BEGIN Passage provided

Rumelt S, Kassif Y, Koropov M, Landa E, Marzuk F, Segal ZI, Vinerovsky A, Rehany U. The Spectrum of Iatrogenic Intraocular Injuries Caused by Inadvertent Cannula Release During Anterior Segment Surgery. Arch Ophthalmol. 2007;125(7):889-892. doi:10.1001/archopht.125.7.889
To evaluate the causes of inadvertent intraocular injuries resulting from the use of cannulas during anterior segment surgery.
Retrospective review of all cases with inadvertent release of irrigation and viscoelastic cannulas during anterior segment surgery in 15 years.
Inadvertent release of cannulas occurred in 9 of 10 230 cases of anterior segment surgery during a 15-year period. The incidence of cannula release was 0.88 per 1000 procedures per year. Twenty percent of the surgeons who performed anterior segment surgery in this period were involved in this unfortunate event. Six cases occurred during cataract extraction and 3 during penetrating keratoplasty or replacement of corneal graft. The latter 3 cases included posterior capsule rupture and vitreous loss. Macular scar in 2 (22%) of the 9 cases was associated with poor visual outcome of counting fingers at 2.1 to 3.0 m (P = .03). In all other surgeries, the cannula caused iris or anterior chamber angle injury without consequences.
Inadvertent release of cannulas during anterior segment surgery is a rare, memorable, and unfortunate event. The severity of the injury may be related to the type of the surgical wound. In most cases, visual outcome is not compromised unless the cannula causes retinal disruption.

END Passage provided

**Task requirements**
In the abstract on cannula release above, what explains the poor visual outcome in 2 of the 9 cases? Answer in one to three sentences.

BEGIN Entries provided

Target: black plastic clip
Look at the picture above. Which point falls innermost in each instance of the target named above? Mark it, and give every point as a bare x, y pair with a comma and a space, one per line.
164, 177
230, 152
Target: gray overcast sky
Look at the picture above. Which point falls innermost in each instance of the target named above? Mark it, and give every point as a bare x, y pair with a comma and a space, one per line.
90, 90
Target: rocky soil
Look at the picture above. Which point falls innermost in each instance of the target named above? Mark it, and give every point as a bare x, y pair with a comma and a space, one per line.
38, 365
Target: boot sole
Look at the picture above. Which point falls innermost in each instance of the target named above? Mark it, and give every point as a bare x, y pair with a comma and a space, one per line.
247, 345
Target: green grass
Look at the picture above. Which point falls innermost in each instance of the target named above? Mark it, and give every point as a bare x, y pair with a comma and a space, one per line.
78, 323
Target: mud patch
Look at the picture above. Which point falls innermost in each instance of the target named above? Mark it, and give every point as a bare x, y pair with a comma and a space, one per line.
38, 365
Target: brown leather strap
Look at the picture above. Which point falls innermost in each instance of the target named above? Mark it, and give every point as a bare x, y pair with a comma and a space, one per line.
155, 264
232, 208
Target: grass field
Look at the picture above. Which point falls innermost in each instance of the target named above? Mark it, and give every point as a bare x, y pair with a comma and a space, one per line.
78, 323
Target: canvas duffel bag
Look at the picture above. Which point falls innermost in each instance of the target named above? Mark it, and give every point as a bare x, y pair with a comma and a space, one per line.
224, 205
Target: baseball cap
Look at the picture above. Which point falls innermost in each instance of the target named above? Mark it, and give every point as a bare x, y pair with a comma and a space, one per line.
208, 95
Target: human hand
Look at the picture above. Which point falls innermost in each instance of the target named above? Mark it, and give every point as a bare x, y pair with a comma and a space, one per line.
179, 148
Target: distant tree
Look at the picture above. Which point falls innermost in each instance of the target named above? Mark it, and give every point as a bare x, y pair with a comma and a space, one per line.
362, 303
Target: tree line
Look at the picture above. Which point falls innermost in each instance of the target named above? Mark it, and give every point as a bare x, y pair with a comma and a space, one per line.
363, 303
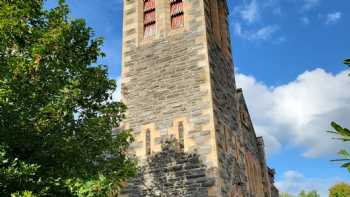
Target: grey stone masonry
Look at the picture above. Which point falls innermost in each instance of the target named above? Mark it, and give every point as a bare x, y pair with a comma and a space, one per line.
178, 81
171, 173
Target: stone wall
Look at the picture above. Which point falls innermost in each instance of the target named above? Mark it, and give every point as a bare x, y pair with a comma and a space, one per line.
185, 77
171, 173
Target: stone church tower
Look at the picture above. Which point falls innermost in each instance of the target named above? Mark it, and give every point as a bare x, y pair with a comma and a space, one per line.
178, 81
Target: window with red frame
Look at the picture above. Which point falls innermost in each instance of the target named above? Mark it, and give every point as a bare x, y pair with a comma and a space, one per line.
177, 14
148, 142
149, 18
181, 135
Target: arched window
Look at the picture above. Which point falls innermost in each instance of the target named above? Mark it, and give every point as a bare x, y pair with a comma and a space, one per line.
148, 142
176, 13
149, 18
181, 135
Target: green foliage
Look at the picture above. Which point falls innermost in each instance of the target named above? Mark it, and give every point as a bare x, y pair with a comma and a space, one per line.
309, 194
286, 195
56, 112
340, 190
302, 194
344, 135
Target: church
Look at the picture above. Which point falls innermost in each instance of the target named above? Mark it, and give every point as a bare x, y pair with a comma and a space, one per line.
193, 132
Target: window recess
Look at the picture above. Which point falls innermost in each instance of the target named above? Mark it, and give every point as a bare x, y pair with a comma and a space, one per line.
176, 13
149, 19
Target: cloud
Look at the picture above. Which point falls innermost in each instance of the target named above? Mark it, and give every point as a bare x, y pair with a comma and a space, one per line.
293, 182
305, 20
299, 113
333, 18
250, 12
309, 4
260, 34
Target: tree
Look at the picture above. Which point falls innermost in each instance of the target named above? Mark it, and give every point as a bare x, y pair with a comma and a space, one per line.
347, 62
344, 135
340, 190
309, 194
285, 195
56, 111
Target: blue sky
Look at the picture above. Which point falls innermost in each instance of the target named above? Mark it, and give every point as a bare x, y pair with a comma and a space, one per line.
288, 56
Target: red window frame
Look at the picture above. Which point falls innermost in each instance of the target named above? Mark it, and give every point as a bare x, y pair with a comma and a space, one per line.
149, 17
176, 13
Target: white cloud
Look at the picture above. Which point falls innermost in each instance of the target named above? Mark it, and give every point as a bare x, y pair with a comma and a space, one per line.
263, 33
305, 20
309, 4
294, 182
250, 12
333, 18
299, 113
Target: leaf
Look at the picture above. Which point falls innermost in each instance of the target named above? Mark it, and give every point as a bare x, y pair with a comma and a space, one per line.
347, 62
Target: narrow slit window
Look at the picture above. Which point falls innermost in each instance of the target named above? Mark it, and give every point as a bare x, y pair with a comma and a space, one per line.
149, 18
148, 142
177, 14
181, 135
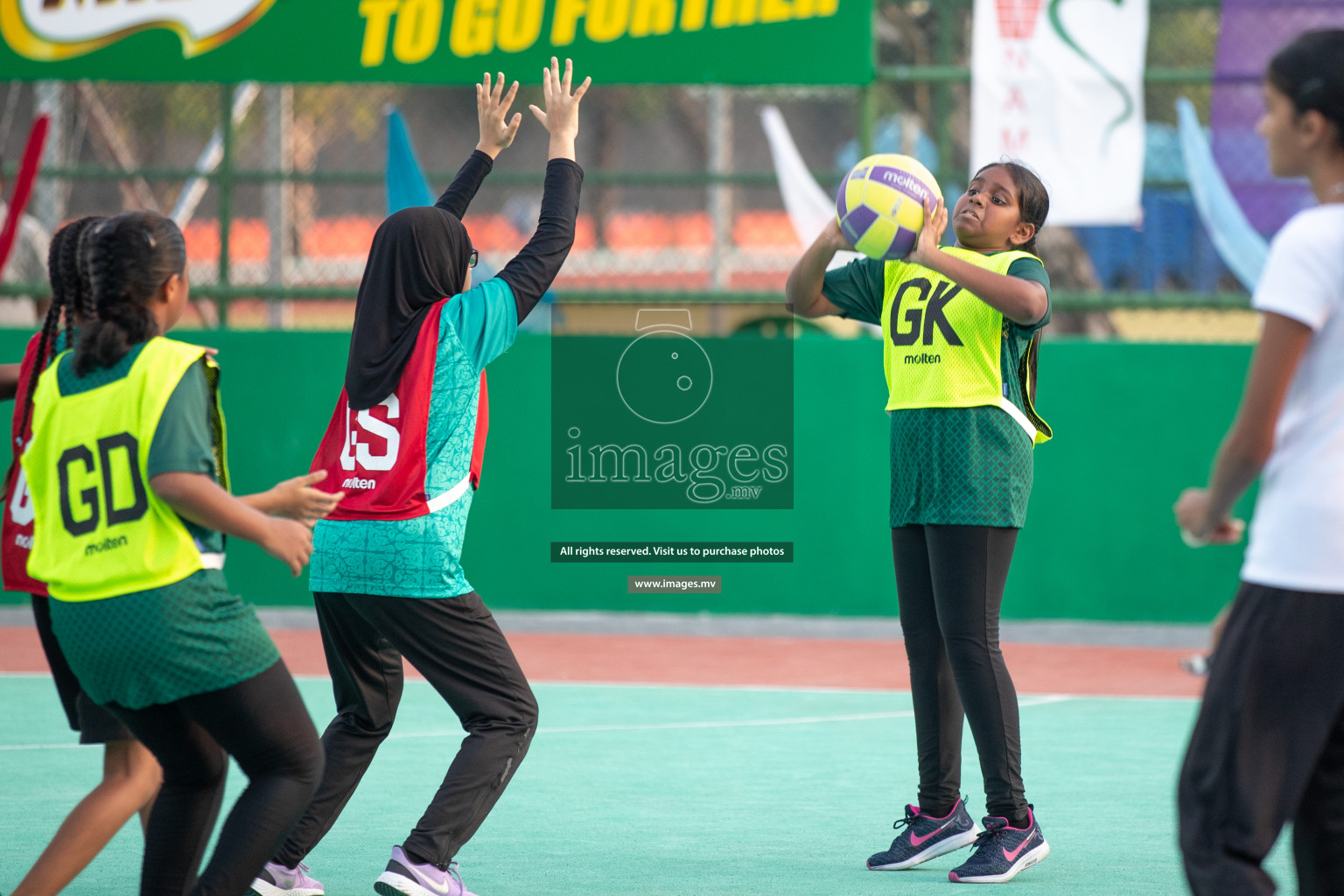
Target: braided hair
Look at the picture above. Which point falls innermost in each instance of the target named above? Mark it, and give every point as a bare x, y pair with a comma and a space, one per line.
1311, 73
130, 258
69, 280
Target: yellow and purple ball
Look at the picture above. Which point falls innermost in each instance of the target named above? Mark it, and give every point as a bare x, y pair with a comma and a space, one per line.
880, 205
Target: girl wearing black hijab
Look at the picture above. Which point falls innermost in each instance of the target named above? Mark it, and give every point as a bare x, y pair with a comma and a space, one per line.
386, 570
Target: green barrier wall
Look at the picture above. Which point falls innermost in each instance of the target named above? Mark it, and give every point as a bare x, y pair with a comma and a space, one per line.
1135, 424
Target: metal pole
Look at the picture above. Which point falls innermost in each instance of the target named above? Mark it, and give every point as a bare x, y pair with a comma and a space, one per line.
49, 196
225, 183
867, 118
948, 15
280, 105
721, 193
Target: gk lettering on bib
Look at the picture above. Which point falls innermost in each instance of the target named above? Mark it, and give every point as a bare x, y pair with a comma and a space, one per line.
378, 456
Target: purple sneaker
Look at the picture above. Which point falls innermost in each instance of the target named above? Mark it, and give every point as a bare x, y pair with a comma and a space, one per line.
927, 837
405, 878
277, 880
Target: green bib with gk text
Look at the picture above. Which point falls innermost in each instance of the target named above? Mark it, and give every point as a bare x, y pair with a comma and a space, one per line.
942, 346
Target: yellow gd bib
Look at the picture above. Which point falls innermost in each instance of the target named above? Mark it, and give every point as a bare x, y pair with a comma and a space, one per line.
942, 344
100, 531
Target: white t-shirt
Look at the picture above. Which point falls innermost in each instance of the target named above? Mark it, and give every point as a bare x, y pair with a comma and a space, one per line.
1298, 532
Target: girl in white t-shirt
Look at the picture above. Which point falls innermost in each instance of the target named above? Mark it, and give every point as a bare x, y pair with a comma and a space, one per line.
1269, 743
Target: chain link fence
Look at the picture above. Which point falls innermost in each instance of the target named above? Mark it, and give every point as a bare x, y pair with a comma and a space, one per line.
280, 187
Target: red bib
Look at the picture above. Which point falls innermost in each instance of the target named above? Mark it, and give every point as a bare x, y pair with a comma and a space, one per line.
17, 526
378, 456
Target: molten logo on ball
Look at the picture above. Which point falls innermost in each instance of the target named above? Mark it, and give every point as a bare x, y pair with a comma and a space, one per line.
880, 205
54, 30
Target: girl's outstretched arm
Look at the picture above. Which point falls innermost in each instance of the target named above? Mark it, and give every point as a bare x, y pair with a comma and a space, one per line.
802, 291
200, 499
1206, 514
498, 132
296, 499
531, 271
1019, 300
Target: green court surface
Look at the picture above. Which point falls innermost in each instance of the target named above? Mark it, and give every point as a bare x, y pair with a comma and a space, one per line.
659, 790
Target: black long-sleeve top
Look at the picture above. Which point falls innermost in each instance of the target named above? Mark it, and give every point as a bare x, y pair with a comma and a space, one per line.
534, 269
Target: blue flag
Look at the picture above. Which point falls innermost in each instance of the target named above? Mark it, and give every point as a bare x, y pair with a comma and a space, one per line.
406, 185
1241, 246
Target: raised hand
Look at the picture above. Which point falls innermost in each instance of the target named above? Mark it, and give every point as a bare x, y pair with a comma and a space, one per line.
298, 500
498, 130
290, 542
562, 108
935, 222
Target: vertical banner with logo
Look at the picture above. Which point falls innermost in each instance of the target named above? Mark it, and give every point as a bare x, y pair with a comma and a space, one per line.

END Entries provided

**Finished exercise**
Those 2 cases had a macular scar. The scar was associated with a poor visual outcome of counting fingers at 2.1 to 3.0 m. The abstract adds that vision is usually not compromised unless the cannula disrupts the retina.